◆ Data supplied ◆
##############################

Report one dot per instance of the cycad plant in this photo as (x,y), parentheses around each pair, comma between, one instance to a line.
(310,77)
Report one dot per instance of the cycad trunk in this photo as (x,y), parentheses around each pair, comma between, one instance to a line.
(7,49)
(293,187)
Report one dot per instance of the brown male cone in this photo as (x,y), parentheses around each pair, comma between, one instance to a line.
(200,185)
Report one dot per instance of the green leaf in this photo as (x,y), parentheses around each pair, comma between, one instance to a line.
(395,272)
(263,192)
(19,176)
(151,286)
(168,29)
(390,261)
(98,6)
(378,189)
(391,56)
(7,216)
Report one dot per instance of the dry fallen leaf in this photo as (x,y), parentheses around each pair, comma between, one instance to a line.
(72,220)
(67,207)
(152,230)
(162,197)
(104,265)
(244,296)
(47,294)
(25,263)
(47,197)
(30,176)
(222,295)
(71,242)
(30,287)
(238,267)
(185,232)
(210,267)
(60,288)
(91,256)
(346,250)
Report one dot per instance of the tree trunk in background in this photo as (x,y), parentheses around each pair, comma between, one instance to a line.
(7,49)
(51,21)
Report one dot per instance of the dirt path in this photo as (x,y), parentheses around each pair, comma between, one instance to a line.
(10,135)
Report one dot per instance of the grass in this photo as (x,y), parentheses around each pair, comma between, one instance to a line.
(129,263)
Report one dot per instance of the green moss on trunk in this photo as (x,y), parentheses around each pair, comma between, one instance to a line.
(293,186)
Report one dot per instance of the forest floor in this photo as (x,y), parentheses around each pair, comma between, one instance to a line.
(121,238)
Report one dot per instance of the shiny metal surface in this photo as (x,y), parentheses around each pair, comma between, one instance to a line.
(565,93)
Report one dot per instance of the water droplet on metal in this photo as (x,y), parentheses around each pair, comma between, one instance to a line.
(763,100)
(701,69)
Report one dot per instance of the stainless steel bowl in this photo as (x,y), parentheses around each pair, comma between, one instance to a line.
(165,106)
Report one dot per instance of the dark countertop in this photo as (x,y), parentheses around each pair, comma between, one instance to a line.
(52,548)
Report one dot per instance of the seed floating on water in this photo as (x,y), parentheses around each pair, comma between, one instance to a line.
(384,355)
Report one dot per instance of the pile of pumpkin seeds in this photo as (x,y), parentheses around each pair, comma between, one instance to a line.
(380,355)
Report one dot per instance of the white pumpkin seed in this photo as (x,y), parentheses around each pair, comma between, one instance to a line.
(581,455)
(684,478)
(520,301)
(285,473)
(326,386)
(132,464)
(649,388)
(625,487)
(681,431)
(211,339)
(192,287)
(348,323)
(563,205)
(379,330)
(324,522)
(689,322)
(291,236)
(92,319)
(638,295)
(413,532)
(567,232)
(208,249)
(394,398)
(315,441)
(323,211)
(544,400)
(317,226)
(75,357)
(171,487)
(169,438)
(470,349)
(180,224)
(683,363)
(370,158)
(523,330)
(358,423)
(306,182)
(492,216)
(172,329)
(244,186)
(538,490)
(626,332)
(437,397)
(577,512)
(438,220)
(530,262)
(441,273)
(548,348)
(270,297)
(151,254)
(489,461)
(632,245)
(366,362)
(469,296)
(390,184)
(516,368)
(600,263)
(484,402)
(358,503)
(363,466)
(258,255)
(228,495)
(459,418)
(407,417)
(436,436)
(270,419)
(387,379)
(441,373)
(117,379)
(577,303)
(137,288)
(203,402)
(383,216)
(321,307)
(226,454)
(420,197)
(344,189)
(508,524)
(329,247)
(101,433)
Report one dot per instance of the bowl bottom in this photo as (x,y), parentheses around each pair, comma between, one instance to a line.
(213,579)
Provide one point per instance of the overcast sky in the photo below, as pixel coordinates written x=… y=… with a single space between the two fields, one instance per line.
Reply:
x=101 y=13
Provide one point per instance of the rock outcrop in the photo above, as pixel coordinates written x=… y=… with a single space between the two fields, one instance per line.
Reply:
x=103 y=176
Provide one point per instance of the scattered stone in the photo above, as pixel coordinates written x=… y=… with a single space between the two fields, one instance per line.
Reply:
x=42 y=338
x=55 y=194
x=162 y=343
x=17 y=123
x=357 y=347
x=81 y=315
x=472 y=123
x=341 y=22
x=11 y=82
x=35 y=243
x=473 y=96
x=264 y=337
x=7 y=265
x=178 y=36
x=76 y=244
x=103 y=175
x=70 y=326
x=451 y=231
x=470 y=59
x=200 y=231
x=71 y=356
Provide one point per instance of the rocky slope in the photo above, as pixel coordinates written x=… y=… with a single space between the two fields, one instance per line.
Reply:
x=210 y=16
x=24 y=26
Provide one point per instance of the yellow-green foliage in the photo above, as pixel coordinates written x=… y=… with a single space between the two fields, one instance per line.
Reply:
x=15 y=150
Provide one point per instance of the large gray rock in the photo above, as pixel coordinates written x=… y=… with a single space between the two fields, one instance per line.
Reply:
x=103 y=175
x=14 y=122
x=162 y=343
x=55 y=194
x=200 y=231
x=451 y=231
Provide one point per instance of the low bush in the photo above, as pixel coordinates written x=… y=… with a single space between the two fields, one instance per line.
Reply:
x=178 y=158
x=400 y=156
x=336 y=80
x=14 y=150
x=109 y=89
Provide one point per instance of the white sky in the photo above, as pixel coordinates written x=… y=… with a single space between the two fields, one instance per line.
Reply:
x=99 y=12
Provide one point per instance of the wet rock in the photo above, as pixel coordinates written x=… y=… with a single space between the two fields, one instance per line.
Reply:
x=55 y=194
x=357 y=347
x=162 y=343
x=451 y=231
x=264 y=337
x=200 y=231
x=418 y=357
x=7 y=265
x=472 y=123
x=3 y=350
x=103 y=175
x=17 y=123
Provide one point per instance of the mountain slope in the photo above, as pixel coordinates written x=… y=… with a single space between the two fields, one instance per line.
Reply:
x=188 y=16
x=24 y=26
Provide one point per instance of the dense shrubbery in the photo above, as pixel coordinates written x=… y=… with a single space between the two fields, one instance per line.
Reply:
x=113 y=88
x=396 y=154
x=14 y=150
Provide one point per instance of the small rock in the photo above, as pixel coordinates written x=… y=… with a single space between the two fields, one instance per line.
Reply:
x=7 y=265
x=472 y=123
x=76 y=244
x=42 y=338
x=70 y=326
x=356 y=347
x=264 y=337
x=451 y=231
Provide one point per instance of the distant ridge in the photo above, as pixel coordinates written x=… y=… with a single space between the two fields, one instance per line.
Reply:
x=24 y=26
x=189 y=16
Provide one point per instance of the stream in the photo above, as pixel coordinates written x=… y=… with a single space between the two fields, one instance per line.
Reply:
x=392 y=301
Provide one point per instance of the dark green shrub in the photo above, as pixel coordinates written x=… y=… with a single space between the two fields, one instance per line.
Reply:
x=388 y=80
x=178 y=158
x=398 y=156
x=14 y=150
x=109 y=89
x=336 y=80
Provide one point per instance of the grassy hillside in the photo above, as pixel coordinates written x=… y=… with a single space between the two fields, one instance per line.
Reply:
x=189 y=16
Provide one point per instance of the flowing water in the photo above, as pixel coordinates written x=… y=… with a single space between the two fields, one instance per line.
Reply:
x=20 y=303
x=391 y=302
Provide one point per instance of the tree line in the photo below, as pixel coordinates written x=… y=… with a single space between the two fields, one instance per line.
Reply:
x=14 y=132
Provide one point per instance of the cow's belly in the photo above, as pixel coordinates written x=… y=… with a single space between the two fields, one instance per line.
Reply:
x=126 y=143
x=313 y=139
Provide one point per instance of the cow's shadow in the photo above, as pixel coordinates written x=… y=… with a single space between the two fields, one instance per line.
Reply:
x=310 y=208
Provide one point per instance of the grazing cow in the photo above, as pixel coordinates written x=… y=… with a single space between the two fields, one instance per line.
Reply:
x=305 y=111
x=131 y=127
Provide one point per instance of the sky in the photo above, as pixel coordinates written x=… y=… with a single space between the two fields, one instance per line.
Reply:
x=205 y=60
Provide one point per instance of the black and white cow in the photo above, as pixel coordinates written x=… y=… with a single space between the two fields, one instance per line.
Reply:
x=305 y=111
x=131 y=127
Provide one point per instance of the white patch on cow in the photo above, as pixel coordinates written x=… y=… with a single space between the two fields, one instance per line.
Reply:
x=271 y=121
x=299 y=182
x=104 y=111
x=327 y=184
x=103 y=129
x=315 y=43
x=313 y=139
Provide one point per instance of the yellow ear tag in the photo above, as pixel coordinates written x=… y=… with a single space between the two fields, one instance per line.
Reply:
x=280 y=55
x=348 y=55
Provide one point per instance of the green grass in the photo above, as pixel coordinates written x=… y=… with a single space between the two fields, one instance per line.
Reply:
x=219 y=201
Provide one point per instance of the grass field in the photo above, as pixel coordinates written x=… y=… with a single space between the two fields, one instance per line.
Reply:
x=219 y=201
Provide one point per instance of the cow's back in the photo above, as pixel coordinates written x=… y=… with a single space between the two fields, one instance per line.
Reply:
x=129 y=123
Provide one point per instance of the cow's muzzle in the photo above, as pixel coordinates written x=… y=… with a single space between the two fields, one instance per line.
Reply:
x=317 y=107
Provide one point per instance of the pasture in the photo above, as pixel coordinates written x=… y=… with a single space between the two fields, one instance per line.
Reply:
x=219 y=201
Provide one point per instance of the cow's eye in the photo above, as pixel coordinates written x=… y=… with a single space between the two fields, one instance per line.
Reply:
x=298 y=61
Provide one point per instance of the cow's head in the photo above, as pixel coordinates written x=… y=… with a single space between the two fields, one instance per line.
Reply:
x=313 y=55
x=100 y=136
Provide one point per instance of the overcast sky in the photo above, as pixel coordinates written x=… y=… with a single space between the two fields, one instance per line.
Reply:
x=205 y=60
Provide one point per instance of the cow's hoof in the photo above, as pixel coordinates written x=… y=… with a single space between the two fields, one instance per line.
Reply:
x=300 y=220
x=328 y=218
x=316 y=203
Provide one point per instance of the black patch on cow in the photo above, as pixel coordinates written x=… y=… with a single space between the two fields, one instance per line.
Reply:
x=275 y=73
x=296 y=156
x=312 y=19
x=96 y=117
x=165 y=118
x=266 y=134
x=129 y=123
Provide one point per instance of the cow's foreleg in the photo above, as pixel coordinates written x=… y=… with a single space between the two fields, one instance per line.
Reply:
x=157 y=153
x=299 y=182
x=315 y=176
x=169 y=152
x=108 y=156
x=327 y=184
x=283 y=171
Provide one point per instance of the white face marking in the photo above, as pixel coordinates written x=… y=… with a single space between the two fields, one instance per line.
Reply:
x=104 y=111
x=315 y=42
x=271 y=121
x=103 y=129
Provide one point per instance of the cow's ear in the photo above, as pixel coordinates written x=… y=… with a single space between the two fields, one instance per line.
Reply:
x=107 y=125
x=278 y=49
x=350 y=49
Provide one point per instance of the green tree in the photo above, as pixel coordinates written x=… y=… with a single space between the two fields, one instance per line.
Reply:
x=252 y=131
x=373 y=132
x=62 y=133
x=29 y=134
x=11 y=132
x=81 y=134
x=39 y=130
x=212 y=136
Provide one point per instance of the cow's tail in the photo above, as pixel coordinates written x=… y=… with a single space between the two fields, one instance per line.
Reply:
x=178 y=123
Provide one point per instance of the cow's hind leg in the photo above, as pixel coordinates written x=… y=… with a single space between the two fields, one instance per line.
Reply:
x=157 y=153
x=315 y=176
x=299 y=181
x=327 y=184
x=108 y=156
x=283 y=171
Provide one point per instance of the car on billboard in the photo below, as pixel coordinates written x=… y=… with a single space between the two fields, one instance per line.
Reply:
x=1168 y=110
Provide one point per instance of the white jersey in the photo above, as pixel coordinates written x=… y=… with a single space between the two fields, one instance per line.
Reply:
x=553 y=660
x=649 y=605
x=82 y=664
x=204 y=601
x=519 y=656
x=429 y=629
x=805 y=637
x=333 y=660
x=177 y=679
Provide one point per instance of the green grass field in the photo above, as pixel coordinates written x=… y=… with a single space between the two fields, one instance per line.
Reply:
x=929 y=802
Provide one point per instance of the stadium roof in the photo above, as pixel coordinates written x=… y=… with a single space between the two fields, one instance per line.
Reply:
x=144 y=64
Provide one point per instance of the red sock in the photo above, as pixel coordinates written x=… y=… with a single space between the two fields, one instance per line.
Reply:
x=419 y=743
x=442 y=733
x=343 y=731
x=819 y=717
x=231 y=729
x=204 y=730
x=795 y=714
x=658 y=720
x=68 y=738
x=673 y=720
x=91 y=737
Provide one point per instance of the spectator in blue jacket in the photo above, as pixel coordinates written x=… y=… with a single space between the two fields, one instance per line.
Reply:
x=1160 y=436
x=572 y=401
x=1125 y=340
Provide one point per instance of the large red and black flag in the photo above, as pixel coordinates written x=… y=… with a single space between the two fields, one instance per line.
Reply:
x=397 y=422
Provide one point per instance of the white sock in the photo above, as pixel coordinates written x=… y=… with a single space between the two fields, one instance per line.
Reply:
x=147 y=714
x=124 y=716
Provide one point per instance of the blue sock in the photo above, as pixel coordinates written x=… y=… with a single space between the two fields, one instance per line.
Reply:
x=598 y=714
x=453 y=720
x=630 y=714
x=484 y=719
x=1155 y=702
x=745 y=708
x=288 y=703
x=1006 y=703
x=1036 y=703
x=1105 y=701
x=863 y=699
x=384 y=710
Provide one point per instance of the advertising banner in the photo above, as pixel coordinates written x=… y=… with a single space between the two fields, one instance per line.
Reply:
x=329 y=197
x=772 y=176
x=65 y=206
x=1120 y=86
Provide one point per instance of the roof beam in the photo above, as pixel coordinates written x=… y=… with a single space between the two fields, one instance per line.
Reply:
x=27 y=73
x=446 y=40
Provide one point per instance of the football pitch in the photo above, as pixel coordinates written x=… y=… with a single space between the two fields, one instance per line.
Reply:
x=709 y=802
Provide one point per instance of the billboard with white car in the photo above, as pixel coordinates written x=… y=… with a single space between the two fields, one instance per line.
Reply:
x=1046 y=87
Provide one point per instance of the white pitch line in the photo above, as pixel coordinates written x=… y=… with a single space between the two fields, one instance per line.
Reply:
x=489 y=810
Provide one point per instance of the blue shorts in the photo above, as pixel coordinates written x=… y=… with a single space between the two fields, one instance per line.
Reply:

##############################

◆ Objective ◆
Print from the line containing "Provide one point per instance of the roof" to the last line above, exactly as written.

◆ The completed task ◆
Provide one point per instance of the roof beam in the photo above, as pixel coordinates written x=… y=… with a single space between the two fields, one instance per line.
Reply:
x=27 y=73
x=446 y=40
Provide one point per instance of the football pitch in the photo above, as pixel coordinates written x=… y=… with a single space between the two fields, one instance per line.
Reply:
x=709 y=802
Provide one point per instance of the billboard with white car in the photo above, as pixel coordinates written x=… y=… with a single space between the two fields, one instance per line.
Reply:
x=1046 y=87
Provide one point per instance of the white pitch line in the photo above, as pixel coordinates written x=… y=… with a single space between the two fields, one instance per line.
Reply:
x=489 y=810
Provide one point per instance of the blue shorts in the photo above, as pixel coordinates written x=… y=… with a single space between the two fields, one instance per line.
Reply:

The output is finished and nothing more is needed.